- Supplied passage -
━━━━
We have previously investigated the behavior of a PNIPAM brush in salt-free binary DMSO–water solvents.6 Briefly, in xD = 0.06, PNIPAM exhibits LCST-type behavior where the thermotransition is shifted to lower temperatures relative to water. This decrease in LCST arises from the formation of favorable DMSO-water aggregates leading to a decreased availability of free water to solvate polymer chains. Here, we extend the previous study to investigate SIE in binary DMSO–water electrolytes. The ellipsometrically-derived change in LCST of a 714 Å PNIPAM brush as a function of both anion identity and electrolyte concentration is presented in Figure 5. The corresponding change in thickness of this PNIPAM brush in xD = 0.06 as a function of temperature is presented in Figure S2.5. Both KCl and LiBr again impart a salting-out effect on the brush, decreasing the LCST relative to water, whereas KSCN and LiI yield a salting-in effect on the brush. Across all examined anions, the magnitude of the effect is seen to increase with increasing electrolyte concentration. Moreover, for both electrolyte concentrations examined, SCN imparts the greatest salting-in effect and Cl the greatest salting-out effect. Both of these phenomena are analogous to measurements of a PNIPAM brush in electrolytes of pure water (Figures 2, 3, and S2.4), and the changes in LCST correlate well with þ.

Figure 5.

Figure 5

Ellipsometrically derived changes in LCST (relative to no salt; LCST = 29.3 °C) of the 714 Å PNIPAM brush in electrolytes composed of 0.2 and 0.9 mol % KSCN, LiI, LiBr, and KCl in a 6 mol % DMSO solvent composition. Top x-axis identifies the probed anions and the lower their respective þ values. Square symbols represent a Li+ counter-cation and circle symbols represent a K+ counter-cation. Corresponding changes in brush thickness as a function of temperature are presented in Figure S2.5. Uncertainty is smaller than the data point.
━━━━
- Extracted material -
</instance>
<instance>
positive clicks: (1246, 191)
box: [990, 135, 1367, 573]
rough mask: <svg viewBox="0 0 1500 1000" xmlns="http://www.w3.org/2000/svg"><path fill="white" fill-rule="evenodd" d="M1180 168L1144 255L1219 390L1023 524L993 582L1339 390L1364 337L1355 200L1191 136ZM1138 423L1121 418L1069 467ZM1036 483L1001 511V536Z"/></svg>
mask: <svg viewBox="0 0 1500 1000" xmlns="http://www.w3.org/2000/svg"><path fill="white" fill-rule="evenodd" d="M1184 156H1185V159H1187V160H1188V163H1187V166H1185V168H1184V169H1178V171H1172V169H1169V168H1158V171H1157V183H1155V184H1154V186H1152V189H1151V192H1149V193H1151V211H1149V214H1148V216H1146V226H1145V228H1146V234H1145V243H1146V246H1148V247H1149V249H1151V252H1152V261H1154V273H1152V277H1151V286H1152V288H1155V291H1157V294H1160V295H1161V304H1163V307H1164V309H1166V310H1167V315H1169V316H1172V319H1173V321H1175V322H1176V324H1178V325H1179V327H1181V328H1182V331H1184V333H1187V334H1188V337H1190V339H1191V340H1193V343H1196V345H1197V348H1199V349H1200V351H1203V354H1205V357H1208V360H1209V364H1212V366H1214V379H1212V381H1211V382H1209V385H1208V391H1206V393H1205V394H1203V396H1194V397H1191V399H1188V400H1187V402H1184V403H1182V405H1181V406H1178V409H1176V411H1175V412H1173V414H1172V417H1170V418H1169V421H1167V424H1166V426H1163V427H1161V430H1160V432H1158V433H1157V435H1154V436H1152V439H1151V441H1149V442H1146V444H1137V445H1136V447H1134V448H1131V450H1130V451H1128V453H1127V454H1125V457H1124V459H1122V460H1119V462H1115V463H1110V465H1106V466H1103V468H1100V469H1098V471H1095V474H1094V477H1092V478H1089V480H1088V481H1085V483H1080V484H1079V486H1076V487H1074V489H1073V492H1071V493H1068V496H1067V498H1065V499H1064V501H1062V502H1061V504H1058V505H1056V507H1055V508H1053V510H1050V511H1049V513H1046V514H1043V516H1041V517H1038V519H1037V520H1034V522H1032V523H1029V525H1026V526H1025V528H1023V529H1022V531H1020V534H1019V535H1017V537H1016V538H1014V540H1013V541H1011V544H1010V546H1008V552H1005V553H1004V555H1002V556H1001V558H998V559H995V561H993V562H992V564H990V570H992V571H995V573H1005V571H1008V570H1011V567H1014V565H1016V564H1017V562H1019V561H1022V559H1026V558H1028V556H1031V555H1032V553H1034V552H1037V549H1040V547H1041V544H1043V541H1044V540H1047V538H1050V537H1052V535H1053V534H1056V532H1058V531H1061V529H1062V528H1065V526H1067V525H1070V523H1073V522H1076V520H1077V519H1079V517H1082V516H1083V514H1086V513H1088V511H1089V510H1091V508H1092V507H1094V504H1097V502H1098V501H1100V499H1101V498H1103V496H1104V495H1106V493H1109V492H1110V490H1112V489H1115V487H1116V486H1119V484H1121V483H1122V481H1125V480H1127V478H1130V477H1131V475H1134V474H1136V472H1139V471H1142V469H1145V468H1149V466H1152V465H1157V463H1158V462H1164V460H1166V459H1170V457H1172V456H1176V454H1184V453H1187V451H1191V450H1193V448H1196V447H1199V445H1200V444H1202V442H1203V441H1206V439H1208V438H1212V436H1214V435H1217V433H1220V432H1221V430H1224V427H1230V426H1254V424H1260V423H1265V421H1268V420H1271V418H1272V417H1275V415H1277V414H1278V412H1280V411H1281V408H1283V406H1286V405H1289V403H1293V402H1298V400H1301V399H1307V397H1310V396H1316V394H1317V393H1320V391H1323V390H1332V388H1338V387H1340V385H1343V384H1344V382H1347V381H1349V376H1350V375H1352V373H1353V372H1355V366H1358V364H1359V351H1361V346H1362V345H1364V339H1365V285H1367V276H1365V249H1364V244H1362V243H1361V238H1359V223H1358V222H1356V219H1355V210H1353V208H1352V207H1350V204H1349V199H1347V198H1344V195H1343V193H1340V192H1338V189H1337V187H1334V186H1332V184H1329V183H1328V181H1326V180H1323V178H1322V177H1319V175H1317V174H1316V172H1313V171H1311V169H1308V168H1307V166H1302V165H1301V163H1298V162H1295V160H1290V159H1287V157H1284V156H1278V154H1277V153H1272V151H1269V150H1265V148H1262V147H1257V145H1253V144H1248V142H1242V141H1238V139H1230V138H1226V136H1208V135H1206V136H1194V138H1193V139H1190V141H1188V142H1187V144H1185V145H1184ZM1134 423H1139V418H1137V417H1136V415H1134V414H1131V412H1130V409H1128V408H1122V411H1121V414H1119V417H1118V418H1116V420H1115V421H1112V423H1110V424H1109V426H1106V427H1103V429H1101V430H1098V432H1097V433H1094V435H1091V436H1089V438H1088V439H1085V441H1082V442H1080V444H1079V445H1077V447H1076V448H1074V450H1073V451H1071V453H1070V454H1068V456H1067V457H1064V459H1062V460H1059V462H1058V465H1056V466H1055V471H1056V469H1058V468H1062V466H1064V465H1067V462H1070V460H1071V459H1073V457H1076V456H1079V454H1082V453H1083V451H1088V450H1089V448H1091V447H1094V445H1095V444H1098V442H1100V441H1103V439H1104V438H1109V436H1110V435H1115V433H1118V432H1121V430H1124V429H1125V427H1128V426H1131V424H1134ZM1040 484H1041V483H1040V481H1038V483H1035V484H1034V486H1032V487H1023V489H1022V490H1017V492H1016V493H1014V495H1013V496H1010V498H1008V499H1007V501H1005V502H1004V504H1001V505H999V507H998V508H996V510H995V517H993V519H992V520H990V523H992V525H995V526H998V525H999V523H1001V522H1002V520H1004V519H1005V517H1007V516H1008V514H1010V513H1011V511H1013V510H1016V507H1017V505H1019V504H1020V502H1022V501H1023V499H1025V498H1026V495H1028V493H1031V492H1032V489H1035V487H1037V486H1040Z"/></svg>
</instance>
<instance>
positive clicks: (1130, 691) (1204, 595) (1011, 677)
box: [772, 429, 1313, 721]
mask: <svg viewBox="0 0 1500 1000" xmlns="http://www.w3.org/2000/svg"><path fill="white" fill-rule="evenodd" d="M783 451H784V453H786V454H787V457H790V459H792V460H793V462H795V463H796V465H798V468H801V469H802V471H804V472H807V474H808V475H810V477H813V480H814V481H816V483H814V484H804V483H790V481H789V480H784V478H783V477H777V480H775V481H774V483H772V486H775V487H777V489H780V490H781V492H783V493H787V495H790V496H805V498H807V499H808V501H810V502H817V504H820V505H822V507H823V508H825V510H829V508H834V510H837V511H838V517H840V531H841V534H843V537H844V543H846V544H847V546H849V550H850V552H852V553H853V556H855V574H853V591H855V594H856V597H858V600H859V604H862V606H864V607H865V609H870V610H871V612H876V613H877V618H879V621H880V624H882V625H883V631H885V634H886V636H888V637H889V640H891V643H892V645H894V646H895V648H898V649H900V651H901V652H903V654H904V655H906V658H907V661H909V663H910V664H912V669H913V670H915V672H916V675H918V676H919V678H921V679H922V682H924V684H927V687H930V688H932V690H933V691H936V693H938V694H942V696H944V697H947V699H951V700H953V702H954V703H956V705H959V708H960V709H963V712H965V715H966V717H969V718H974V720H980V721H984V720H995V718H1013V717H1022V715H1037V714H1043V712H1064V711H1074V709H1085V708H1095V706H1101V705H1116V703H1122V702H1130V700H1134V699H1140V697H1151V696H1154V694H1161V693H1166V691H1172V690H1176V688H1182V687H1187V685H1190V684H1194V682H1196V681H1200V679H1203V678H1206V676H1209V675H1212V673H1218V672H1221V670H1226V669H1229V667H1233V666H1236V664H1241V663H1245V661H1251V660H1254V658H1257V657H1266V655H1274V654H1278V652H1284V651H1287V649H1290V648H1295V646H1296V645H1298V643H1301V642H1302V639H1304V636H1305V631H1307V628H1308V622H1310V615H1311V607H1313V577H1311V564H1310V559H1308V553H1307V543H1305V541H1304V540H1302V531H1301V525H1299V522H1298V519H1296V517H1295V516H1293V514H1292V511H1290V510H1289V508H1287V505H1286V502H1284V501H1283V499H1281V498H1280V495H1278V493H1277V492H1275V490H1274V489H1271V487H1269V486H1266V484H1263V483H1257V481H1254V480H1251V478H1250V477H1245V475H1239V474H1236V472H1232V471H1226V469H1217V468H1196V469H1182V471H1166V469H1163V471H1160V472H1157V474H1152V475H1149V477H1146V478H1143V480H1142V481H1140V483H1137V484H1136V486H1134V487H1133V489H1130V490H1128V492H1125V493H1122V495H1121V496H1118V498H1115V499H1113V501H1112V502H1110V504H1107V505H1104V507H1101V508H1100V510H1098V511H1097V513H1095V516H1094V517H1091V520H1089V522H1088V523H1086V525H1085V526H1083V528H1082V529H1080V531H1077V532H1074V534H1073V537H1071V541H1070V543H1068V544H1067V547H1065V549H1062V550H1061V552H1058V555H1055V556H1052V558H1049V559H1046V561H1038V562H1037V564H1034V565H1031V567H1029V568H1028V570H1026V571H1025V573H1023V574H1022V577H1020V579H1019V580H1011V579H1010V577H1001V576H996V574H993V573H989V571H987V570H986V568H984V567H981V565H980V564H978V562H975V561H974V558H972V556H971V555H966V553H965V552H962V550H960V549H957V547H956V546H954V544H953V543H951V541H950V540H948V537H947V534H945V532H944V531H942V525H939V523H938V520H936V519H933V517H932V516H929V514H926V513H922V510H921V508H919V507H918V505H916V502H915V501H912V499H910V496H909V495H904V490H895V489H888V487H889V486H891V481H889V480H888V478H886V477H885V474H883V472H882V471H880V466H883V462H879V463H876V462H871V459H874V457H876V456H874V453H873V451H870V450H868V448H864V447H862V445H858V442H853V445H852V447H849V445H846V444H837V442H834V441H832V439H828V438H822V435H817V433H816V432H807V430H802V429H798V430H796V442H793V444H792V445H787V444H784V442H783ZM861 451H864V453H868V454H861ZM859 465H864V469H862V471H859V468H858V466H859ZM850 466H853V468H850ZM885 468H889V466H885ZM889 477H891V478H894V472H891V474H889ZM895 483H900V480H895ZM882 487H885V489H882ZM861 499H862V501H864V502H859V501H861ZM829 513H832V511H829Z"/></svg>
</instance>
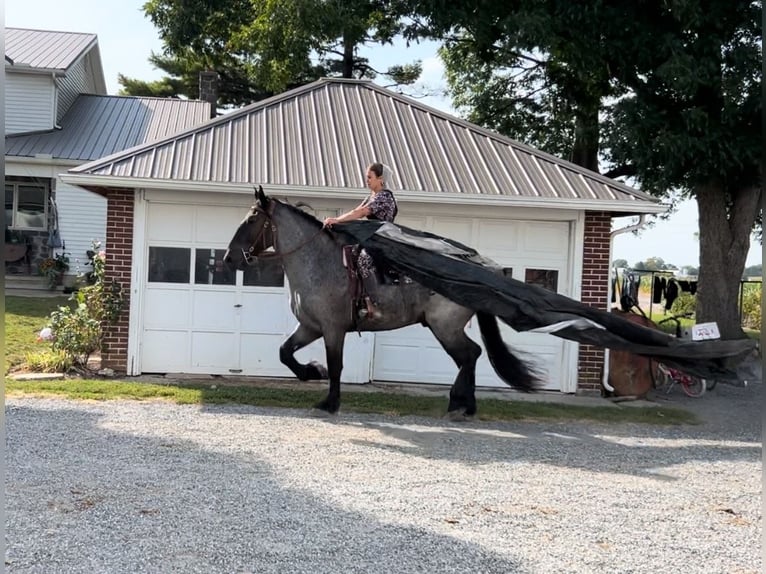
━━━━
- Assigned task -
Please carry the passage above on PNIPAM brush behavior in DMSO–water electrolytes forward, picking up after its final sentence.

- Answer to this exercise -
In order to unravel the observed SIE, we must consider the impact of both the anion and cation on the formation of DMSO–water aggregates. From the examination of the trends for each concentration in Figure 5, the strength of the cation in modulating the magnitude of the observed effect seems to have diminished greatly in xD = 0.06. We hypothesize that in xD = 0.06, the cations favor the formation of a DMSO–cation complex; that is, both K+ and Li+ possess a similar propensity for interacting with DMSO. As a direct consequence of this DMSO–cation interaction, we hypothesize that the dependence of the manifested specific effect on the cation identity is decreased relative to when the solvent is pure water (Figure 2). In that case, this may result in increased availability of water molecules to solvate the brush or the (more strongly hydrated) anions.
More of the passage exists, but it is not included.